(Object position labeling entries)
==*==
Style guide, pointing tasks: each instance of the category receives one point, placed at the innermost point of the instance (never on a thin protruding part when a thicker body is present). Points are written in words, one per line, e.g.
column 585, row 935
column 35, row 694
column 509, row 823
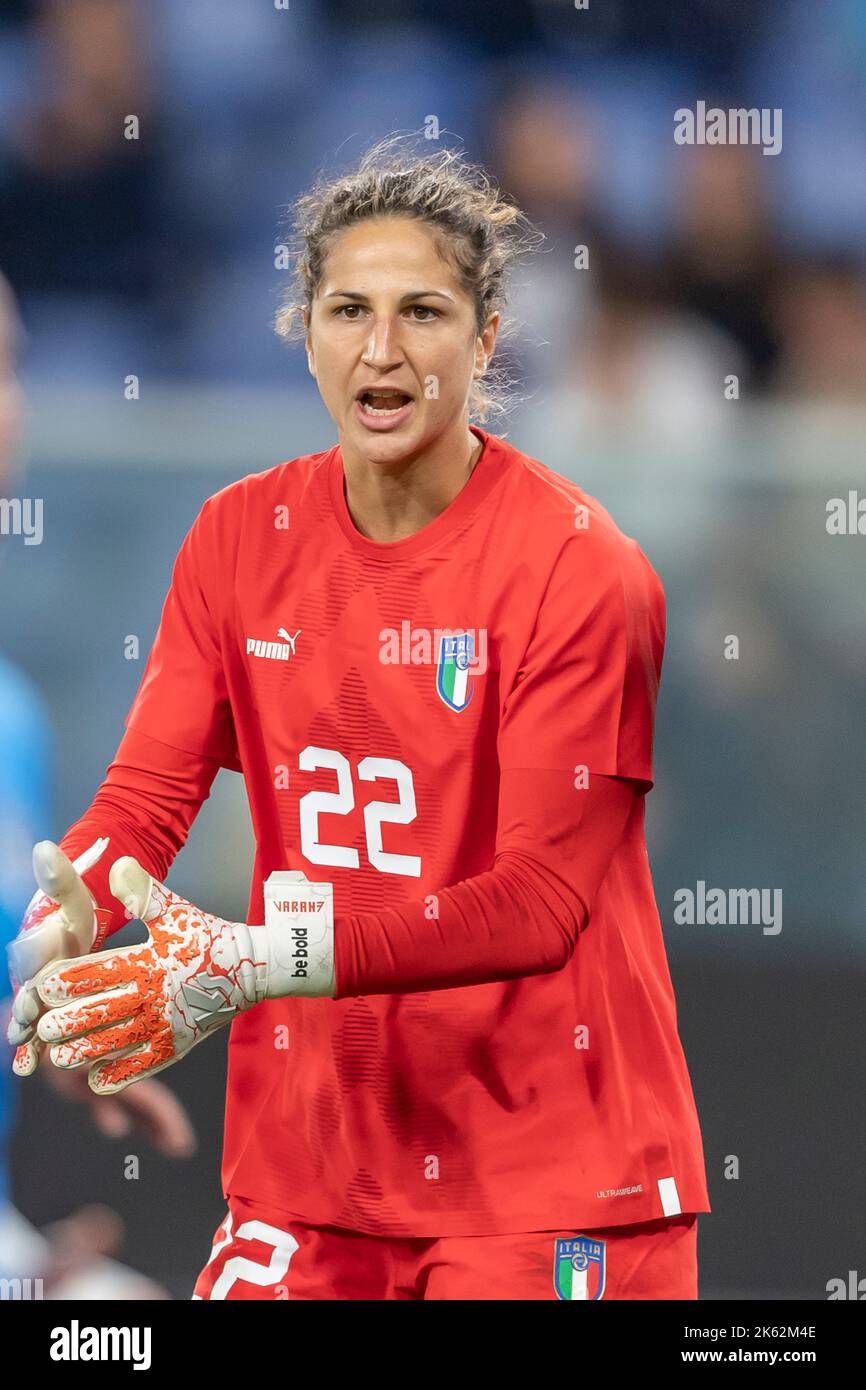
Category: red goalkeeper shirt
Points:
column 456, row 731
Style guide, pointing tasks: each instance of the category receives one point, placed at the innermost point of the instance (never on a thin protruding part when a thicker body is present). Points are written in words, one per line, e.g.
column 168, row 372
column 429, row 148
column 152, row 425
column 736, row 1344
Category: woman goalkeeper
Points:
column 453, row 1061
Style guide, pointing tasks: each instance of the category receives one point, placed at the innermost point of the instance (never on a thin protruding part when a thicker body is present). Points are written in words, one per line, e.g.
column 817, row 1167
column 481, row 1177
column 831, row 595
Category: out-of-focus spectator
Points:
column 722, row 263
column 822, row 328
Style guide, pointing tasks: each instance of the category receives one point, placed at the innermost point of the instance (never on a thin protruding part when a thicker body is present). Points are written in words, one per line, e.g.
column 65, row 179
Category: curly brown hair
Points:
column 477, row 230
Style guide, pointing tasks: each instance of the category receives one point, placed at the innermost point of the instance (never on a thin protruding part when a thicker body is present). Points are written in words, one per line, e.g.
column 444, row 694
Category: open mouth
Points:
column 382, row 402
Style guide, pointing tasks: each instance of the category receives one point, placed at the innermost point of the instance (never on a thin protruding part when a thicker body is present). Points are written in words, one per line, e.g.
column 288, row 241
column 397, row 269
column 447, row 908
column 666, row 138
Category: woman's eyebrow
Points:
column 413, row 293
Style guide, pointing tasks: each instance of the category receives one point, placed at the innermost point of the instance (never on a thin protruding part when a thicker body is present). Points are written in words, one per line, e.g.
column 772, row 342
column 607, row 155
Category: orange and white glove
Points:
column 134, row 1011
column 61, row 920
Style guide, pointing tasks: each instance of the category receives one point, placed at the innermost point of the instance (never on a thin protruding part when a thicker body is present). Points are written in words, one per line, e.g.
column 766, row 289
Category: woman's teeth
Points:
column 382, row 410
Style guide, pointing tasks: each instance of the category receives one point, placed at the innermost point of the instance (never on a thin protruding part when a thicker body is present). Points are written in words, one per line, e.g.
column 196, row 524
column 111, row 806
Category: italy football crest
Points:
column 578, row 1268
column 452, row 672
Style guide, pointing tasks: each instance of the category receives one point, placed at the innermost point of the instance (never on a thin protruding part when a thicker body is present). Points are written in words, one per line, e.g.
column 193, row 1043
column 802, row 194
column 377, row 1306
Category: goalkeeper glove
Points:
column 61, row 920
column 131, row 1012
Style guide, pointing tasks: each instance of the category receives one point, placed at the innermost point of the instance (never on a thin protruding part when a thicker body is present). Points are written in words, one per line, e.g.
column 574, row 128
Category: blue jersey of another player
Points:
column 25, row 758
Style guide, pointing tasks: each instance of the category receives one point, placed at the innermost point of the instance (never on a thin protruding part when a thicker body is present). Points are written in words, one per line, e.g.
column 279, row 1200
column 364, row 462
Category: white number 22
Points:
column 342, row 801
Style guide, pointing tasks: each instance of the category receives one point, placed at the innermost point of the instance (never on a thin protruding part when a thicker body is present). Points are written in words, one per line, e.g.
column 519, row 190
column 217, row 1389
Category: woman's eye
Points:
column 352, row 312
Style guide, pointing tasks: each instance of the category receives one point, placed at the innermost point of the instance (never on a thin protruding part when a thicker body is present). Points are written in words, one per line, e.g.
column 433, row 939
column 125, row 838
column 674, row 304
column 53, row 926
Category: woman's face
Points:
column 389, row 313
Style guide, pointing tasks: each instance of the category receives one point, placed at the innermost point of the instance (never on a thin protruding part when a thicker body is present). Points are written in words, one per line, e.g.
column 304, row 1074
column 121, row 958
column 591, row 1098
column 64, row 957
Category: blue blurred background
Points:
column 156, row 257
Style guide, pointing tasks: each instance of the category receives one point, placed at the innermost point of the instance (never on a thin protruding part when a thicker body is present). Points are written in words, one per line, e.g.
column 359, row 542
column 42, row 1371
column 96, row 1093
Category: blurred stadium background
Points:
column 156, row 257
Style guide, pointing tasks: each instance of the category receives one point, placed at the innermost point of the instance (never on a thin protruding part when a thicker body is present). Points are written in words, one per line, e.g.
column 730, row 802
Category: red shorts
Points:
column 259, row 1253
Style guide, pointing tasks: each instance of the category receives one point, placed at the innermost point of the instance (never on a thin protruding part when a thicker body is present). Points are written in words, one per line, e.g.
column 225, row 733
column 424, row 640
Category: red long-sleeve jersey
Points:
column 456, row 731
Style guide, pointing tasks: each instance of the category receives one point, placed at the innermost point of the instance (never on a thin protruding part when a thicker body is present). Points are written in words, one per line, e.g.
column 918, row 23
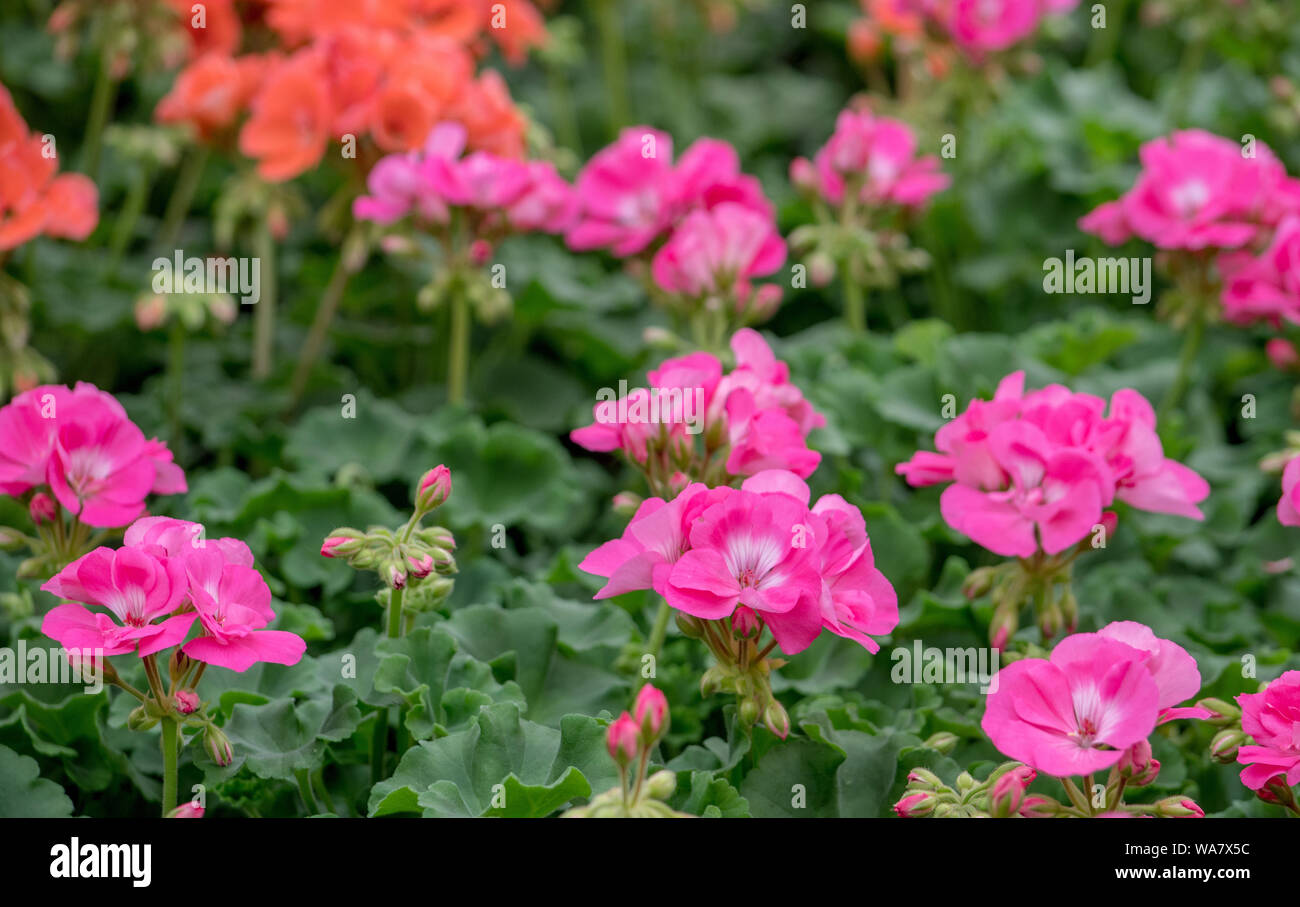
==*==
REQUIRED TASK
Render every line of the items above as a numbered list, skipping blank lines and leaving the pictures out.

WRITTEN REPLY
1. Style guide, pointing tasks: each instance of the category receives one point, placed at the innermost point of the instance (never on a thin protruding part when a thicker body is present). Points are written in words, one per line, e.g.
2. column 585, row 935
3. column 35, row 694
4. column 509, row 823
5. Category: red goalkeeper shirt
6. Points:
7. column 456, row 731
8. Style guide, pointing tasks: each instance of the category receives one point, placed at the innermost point of the instance (never on a thin protruding part when a thicker body is present). Points are written in words, one per line, e.g.
9. column 168, row 372
10. column 429, row 148
11. column 152, row 425
12. column 736, row 1344
13. Category: woman goalkeeper
14. Points:
15. column 453, row 1061
16. Style guide, pointing tasks: each instance of the category receives one point, placed at the innermost point of the instance (never on a thin protruding part when a thicker body is present). Points are written in words, one per line, e.g.
17. column 817, row 1167
18. column 481, row 1177
19. column 831, row 595
20. Category: out-of-focus spectator
21. Points:
22. column 722, row 263
23. column 822, row 328
24. Style guide, pointing tasks: each instance of the category receives one point, placed at the innermost point of the instance (never on a thin protruding part when a thicker body is present). Points are written in words, one per line, e.g.
25. column 65, row 179
26. Category: curly brown hair
27. Points:
28. column 477, row 230
29. Style guide, pointing tasks: each instance of the category receives one point, placed at the innermost point of the instance (never on a thin protruding part when a thicker body is present). Points are written in words, one per line, e.g.
30. column 444, row 694
31. Category: open mouth
32. Points:
33. column 382, row 402
34. Style guide, pointing tasks: each instance of the category receives one point, placed at the innermost point of the instance (never on a thin protruding part when a thicker body is present). Points are written in words, one per line, e.g.
35. column 288, row 241
36. column 397, row 269
37. column 447, row 908
38. column 666, row 138
39. Category: woman's eyebrow
40. Points:
41. column 413, row 293
42. Style guide, pointing tasks: each instance of the category receives one point, placed at the innermost point of the instance (never on a thin protruding part when a thicker body is present). Points are written in words, one per line, e.g.
43. column 772, row 342
44. column 607, row 155
45. Category: orange and white glove
46. Points:
47. column 134, row 1011
48. column 61, row 920
49. Style guide, pointing tasks: each instance of the category receives one point, placed at the innermost point of the instance (never on a thin protruding part when a thicker body is present). Points are written in words, one per line, e.g.
50. column 766, row 289
51. Category: woman's teeth
52. Points:
53. column 382, row 410
54. Style guide, pointing tasks: each instance of the category receives one point, placed at the innermost point of the instance (never on a thin protruding part when a thicker body is present). Points are written in words, one per line, e.g.
55. column 196, row 524
56. column 111, row 806
57. Category: italy football crest
58. Points:
59. column 578, row 1268
60. column 452, row 672
61. Style guide, pointing tasks: each instance of the category receives one point, placed at the innermost point of the instance (never on a thin protruding part when a thicker body is present). Points are written in words, one per line, e.g.
62. column 193, row 1043
63. column 802, row 194
64. column 377, row 1306
65. Category: goalkeeper glove
66. Points:
67. column 61, row 920
68. column 131, row 1012
69. Style guide, pointing tasks: each instance of the category receives one point, placed at the innermost point of the instance (never on a thin protruding part when a thicker body is present). Points are written in words, one per line, e.g.
70. column 574, row 128
71. Category: blue jersey of another player
72. Points:
73. column 25, row 758
74. Style guide, pointing tasks: each instance of the category receives one point, placed at the innermost point of the instance (never on a thin protruding part when a thicker body is present). Points are written in words, one per line, e.g.
75. column 279, row 1200
76. column 364, row 462
77. Category: white number 22
78. Points:
79. column 342, row 801
80. Style guide, pointing tasks: each instance of the category receives one point, placed at the innermost point of the instance (never on a thin protruding part when a thicker body is present). Points are written in words, one per line, e.g.
81. column 519, row 190
82. column 217, row 1389
83. Category: woman's eye
84. Points:
85. column 352, row 312
86. Style guide, pointing tasks: each instance of the category receives one point, placed at the innermost point of the instance (never on a thin protruding part when a thicker body is present). Points are written in words, one per line, e.g.
87. column 433, row 939
88. column 125, row 838
89. column 674, row 304
90. column 53, row 926
91. Category: woman's face
92. Points:
93. column 389, row 313
94. Style guide, pointing tasks: each instance of the category receives one point, placed at the innermost point of the instance (never on a thin protruding part when a thicker body is present). Points are written in words, one per line, e.g.
95. column 304, row 1074
96. column 121, row 958
97. column 591, row 1098
98. column 64, row 957
99. Category: blue blurred background
100. Points:
101. column 156, row 257
102. Style guide, pointing tasks: each instance of the category receives one point, placed at the innermost point of the instance (never on a thin protruding part when a thicker body is present). Points are written in words, one per line, e.g.
103. column 359, row 542
104. column 42, row 1371
105. column 96, row 1093
106. Category: blurred stadium background
107. Points:
108. column 156, row 257
109. Style guide, pointing tasks: each instance of the category receives one point, placed at the innermost point of the instance (never on a thin protruding part when a thicker body is present). Points are written in words, one per line, e.g.
110. column 730, row 802
111. Category: red shorts
112. Points:
113. column 259, row 1253
114. Style guide, pointing tasks: each instance of the category receives one point, placed at the innermost point of the instance (never on a thin protruding part when a thicker body is present). Points are written in words, one per line, e.g.
115. column 225, row 733
116. column 424, row 640
117. Category: red long-sleeve jersey
118. Points:
119. column 456, row 731
120. Style guide, pointing tasks: each instance of the category receives one point, placed at the innermost point of the instance (never on a thin protruding part when a thicker body is present). Points are written in words, one per line, e.g.
121. column 918, row 23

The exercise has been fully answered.